◆ Required action
For this exercise, write out exactly the lines of the material from the one containing "Where can the wood grain" through the end, both ends included, and nothing more.

** Source data follows **

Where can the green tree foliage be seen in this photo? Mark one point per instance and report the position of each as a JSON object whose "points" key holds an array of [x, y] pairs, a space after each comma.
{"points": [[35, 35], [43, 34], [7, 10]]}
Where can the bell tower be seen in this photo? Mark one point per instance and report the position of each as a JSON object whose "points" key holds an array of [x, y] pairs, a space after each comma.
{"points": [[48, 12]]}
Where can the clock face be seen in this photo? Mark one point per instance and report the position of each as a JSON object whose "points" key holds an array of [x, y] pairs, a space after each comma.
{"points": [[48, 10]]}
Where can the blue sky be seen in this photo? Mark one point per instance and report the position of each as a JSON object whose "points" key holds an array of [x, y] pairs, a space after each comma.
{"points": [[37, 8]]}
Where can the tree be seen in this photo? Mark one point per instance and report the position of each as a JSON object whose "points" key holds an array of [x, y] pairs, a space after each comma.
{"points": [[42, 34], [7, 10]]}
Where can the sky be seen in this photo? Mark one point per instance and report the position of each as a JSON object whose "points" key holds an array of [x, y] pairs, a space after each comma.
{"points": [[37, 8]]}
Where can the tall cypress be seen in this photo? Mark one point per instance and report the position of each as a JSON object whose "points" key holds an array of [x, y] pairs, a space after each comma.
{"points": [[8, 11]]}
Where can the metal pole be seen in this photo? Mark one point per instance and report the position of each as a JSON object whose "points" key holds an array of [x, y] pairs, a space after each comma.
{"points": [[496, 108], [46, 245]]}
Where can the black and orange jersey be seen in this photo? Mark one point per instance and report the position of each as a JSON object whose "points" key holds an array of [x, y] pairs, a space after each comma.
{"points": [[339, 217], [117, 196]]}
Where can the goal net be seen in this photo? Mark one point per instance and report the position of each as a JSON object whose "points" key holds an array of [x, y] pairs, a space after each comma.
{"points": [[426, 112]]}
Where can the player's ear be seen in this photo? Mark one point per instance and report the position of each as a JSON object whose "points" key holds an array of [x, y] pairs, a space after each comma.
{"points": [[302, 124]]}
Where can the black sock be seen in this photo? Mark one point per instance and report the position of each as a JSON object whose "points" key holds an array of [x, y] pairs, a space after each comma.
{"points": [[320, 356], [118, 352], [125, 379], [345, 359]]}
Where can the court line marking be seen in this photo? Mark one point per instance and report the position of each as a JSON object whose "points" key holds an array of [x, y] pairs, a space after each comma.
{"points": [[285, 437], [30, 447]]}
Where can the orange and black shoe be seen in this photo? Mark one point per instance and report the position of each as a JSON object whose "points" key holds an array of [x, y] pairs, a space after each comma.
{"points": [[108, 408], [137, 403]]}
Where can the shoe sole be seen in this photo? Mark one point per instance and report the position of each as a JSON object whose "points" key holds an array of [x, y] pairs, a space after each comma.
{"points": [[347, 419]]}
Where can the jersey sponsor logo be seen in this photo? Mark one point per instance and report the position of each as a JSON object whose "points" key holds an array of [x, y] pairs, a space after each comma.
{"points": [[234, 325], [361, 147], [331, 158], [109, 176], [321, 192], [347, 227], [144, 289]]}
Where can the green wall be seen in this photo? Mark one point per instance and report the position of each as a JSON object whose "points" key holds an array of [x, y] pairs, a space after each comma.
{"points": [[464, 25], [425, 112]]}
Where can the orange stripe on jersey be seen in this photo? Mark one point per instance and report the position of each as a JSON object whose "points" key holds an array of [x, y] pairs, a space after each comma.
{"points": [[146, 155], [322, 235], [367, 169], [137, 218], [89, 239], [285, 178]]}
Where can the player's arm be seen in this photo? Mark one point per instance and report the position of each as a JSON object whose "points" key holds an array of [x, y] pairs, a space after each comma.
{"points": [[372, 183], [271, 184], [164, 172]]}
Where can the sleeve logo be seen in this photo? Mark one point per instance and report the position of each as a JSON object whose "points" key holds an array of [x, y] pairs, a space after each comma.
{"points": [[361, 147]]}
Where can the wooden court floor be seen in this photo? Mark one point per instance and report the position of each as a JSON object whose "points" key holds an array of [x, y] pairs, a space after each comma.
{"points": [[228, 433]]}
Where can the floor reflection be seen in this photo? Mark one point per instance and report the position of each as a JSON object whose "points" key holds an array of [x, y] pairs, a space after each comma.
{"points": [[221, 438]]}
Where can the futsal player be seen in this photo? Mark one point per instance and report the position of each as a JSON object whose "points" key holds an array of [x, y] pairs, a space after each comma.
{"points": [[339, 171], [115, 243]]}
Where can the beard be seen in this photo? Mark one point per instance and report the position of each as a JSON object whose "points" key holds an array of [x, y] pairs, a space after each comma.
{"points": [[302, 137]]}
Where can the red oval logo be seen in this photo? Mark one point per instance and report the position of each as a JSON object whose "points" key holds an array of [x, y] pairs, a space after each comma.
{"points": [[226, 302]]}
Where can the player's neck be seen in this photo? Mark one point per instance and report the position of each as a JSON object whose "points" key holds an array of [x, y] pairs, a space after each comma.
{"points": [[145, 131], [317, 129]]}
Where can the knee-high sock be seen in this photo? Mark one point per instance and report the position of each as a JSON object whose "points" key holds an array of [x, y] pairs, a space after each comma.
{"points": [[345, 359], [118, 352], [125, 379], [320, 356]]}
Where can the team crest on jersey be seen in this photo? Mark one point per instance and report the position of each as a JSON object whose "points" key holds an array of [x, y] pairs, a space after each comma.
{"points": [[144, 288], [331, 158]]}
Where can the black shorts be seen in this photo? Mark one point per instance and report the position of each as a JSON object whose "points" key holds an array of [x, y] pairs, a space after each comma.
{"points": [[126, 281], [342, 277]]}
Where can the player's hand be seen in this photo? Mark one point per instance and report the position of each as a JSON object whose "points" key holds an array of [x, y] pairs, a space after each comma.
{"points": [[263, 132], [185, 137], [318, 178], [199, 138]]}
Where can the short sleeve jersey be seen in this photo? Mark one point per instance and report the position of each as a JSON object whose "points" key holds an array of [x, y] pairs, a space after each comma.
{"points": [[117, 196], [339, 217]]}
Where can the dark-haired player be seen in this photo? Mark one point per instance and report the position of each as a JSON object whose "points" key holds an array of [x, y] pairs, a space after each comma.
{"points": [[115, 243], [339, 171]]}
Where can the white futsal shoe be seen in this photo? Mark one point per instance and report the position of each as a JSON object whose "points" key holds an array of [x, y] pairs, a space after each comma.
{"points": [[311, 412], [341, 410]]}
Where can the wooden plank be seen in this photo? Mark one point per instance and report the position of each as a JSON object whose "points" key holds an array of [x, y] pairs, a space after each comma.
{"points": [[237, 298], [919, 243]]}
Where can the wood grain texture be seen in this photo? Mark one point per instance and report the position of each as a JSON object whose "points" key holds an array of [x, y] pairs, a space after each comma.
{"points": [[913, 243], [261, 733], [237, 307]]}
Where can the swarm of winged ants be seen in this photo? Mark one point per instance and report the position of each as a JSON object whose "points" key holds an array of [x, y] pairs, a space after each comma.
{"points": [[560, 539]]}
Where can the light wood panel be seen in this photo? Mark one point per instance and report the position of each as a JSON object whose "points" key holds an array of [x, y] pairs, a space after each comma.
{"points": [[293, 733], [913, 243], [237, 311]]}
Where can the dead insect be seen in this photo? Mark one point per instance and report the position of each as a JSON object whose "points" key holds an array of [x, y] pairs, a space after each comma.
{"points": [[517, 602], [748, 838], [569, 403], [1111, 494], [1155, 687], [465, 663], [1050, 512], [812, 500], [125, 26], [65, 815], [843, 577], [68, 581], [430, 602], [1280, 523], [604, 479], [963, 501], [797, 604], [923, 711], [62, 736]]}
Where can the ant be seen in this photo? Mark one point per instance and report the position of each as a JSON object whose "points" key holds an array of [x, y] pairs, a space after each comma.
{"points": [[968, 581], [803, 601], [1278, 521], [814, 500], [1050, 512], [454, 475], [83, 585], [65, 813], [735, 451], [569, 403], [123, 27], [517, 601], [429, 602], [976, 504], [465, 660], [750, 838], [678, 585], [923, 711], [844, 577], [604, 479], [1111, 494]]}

** End of Source data **

◆ Exercise output
Where can the wood grain texture be seen in this photo? Mark one point per instance and report the position of each as a JSON object whose "points" key holds an array of [x, y] pairs, a space after each comma.
{"points": [[913, 243], [261, 733], [237, 307]]}
Where can the swarm of winged ants be seen in this photo? Mark one point per instance and report the position of each as a JSON object whose "points" key holds an array of [x, y] pairs, a space after each comma.
{"points": [[560, 539]]}
Where can the light wood panel be seen in this photo? Mark one point per instance and report the position of each as a JSON object whose "points" key holds an array of [x, y] pairs, a space after each comma.
{"points": [[293, 733], [913, 243], [237, 311]]}
Where can the dead insect be seen in this photo? Mark one point per instance and report the position of each as a JSON object whose "points" key holds an array of [x, y] pairs, a space after each comma.
{"points": [[517, 602], [748, 838], [569, 403], [1111, 494], [1155, 687], [465, 663], [1050, 512], [812, 500], [125, 26], [65, 815], [843, 577], [68, 581], [430, 602], [1280, 523], [604, 479], [963, 501], [797, 604], [923, 711], [62, 736]]}
Where can the ant be seen in this photo? Mark one point per instance and report the position of each as a JSON object whose "points" key holds an array of [x, y] pairs, a space after each comma.
{"points": [[968, 581], [803, 601], [1278, 521], [814, 500], [1050, 512], [454, 475], [83, 585], [65, 813], [735, 451], [569, 403], [123, 27], [517, 601], [429, 602], [976, 504], [465, 660], [750, 838], [678, 585], [923, 711], [844, 577], [604, 479], [1111, 494]]}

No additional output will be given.